→ To be done: Can you rewrite these lines with every "pick-planner roster" swapped for "gripper target list", leaving everything else untouched?

→ Provided data:
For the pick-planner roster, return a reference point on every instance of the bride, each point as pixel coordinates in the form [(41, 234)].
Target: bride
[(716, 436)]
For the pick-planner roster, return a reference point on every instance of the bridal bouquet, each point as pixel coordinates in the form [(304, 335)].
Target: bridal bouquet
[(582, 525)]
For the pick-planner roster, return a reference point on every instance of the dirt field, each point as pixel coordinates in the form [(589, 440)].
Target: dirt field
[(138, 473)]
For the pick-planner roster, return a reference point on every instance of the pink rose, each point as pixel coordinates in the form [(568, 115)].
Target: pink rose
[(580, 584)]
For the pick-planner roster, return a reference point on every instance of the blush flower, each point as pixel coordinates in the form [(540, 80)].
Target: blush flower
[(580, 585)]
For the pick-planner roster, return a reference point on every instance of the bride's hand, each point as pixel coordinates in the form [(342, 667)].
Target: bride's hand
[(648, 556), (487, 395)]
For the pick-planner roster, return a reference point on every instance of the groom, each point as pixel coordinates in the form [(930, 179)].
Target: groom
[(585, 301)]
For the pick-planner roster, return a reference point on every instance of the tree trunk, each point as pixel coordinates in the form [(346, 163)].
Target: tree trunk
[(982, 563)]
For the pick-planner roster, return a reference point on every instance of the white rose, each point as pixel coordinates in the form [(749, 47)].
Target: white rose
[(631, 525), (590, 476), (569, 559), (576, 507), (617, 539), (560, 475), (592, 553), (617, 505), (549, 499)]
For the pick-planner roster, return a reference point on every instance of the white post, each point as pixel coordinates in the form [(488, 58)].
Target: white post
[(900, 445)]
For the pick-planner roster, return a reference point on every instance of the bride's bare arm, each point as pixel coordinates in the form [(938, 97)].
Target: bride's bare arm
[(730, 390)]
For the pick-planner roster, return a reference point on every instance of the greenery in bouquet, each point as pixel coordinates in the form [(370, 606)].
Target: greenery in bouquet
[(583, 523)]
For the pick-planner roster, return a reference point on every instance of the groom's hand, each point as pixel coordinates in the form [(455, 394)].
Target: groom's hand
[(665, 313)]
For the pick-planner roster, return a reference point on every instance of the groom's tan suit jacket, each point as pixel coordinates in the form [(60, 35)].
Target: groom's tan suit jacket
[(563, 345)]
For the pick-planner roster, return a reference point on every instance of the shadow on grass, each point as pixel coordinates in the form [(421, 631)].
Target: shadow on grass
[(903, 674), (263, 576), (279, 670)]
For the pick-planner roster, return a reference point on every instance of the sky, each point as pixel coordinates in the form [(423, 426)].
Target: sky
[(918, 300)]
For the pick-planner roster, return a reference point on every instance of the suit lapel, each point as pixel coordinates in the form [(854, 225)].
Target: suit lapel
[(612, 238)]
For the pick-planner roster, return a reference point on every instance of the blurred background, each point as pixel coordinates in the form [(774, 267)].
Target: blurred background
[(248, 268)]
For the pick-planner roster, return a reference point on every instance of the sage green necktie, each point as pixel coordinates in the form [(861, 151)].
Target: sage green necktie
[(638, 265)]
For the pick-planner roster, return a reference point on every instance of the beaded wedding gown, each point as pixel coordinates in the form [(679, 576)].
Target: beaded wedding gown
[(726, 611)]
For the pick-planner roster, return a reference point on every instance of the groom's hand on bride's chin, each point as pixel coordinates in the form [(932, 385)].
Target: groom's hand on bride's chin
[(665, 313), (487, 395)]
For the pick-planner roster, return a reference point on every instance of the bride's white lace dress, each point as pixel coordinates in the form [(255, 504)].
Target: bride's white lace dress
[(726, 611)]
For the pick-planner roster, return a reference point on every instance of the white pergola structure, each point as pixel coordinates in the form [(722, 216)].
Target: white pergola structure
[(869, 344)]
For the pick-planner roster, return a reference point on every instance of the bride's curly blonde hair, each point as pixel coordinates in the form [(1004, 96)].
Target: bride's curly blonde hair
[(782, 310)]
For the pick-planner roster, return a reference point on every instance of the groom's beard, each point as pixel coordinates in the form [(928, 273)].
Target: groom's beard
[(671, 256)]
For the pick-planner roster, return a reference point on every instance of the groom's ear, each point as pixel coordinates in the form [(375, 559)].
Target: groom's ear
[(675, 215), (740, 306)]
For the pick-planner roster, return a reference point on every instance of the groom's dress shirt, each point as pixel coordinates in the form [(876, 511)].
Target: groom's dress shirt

→ Finished exercise:
For the gripper target list, return a reference point on every instance of the bride, each point as pixel coordinates in the form [(41, 234)].
Target: bride
[(716, 436)]
For the gripper target list, return a reference point on every instance of the bridal bouquet, each point as pixel coordinates in the form [(304, 335)].
Target: bridal bouquet
[(582, 525)]
For the gripper target list, return a reference point on every instance of the dirt field, each point as pixel coordinates in the form [(589, 440)].
Target: dirt field
[(138, 473)]
For the gripper target list, return a reference point on every instance of the pink rose, each point as pixel coordinates in the form [(568, 115)].
Target: pink rose
[(580, 584)]
For the gripper target list, return a reference point on every instance of the blush flower, each point as pixel coordinates in the form [(540, 80)].
Target: blush flower
[(580, 585)]
For the gripper target list, return a reference point on every instance of the bride's hand, each point as pixel coordinates in the form [(342, 667)].
Target: bride's hand
[(648, 556), (487, 395)]
For the gripper target list, return a reference point on every instance of the groom, each point as pixel coordinates in the form [(930, 179)].
Target: groom
[(585, 301)]
For the gripper target list, return a reference point on every instance of the tree trunk, each point as pixel coordinates in the form [(346, 163)].
Target: tree trunk
[(982, 563)]
For the gripper target list, return a reference point on every instance of the white rose, each point as pixel coordinates in the form [(749, 47)].
Target: white rose
[(631, 525), (590, 476), (569, 559), (576, 507), (617, 539), (560, 475), (592, 553), (617, 505), (549, 499)]
For the gripper target list, return a reference point on every instance of the white post, each point as pixel coordinates in the form [(488, 58)].
Target: white post
[(900, 445)]
For the gripper target list, return a reference point on every instance of the bride's bare arm, each point as pixel coordinates in the form [(938, 97)].
Target: bride's bare arm
[(730, 390)]
For the gripper target list, return a reference point on every instance of the greenery in bouquet, each point as pixel coordinates in the form [(370, 606)].
Target: greenery in bouquet
[(583, 523)]
For the gripper target list, return a reference point on every instance of the groom's hand, each point as pixel coordinates in the form [(455, 394)].
Target: groom's hand
[(665, 313)]
For the gripper target list, return a reference point on every instance of the groom's tan suit jacket, each point as pixel coordinates in the form [(60, 35)].
Target: groom's tan suit jacket
[(563, 345)]
For the gripper target list, return a reference point on every instance of the shadow on grass, each point as pixel coordinates in the form [(421, 631)].
Target: shadow on grass
[(903, 674), (263, 576), (279, 670)]
For the gripper target list, return a reference point on every instance of the sky, each point as pixel coordinates in the form [(423, 426)].
Target: sky
[(918, 300)]
For the gripper target list, return a reference point on every instance of the suit lapel, each point as pixel coordinates in the form [(854, 225)].
Target: suit lapel
[(612, 238)]
For the gripper target list, return a reference point on every instance of the blurred background, each point as pixel coordinates in the form [(774, 267)].
Target: blurred background
[(248, 268)]
For the gripper target list, return a reference point on every instance of the sage green necktie, each point as pixel coordinates in the form [(861, 151)].
Target: sage green necktie
[(638, 265)]
For the gripper target list, return a reference point on every instance of the beaded wedding gown, each point as pixel coordinates in the form [(679, 576)].
Target: beaded wedding gown
[(726, 611)]
For the gripper target list, return a reference point on every instance of the groom's hand on bride's chin, each point as pixel coordinates in the form [(932, 385)].
Target: groom's hand on bride's chin
[(665, 313), (487, 395)]
For the gripper target list, return a reference point on every instance of the bride's white lace dress, each point as pixel coordinates in the form [(255, 504)].
Target: bride's white lace dress
[(726, 611)]
For the gripper target list, return a reference point on every instance of the white pergola structure, each point as pixel coordinates in the form [(722, 216)].
Target: white pergola structure
[(869, 344)]
For the gripper target list, return a reference point on every instance of the bride's curly blonde hair, each point as pixel coordinates in the form [(1004, 96)].
Target: bride's curly blonde hair
[(782, 310)]
For the gripper target list, return a reference point on every instance of the groom's beard, each point as pixel coordinates in the form [(928, 273)].
Target: groom's beard
[(671, 256)]
For the gripper target list, return a reference point on every instance of the groom's ear, each point as pixel coordinates in the form [(375, 559)].
Target: groom's ear
[(675, 215), (740, 306)]
For the gripper target list, return a reference point on every instance of the groom's dress shirt, each point as pixel coordinates in the form [(876, 511)].
Target: groom's dress shirt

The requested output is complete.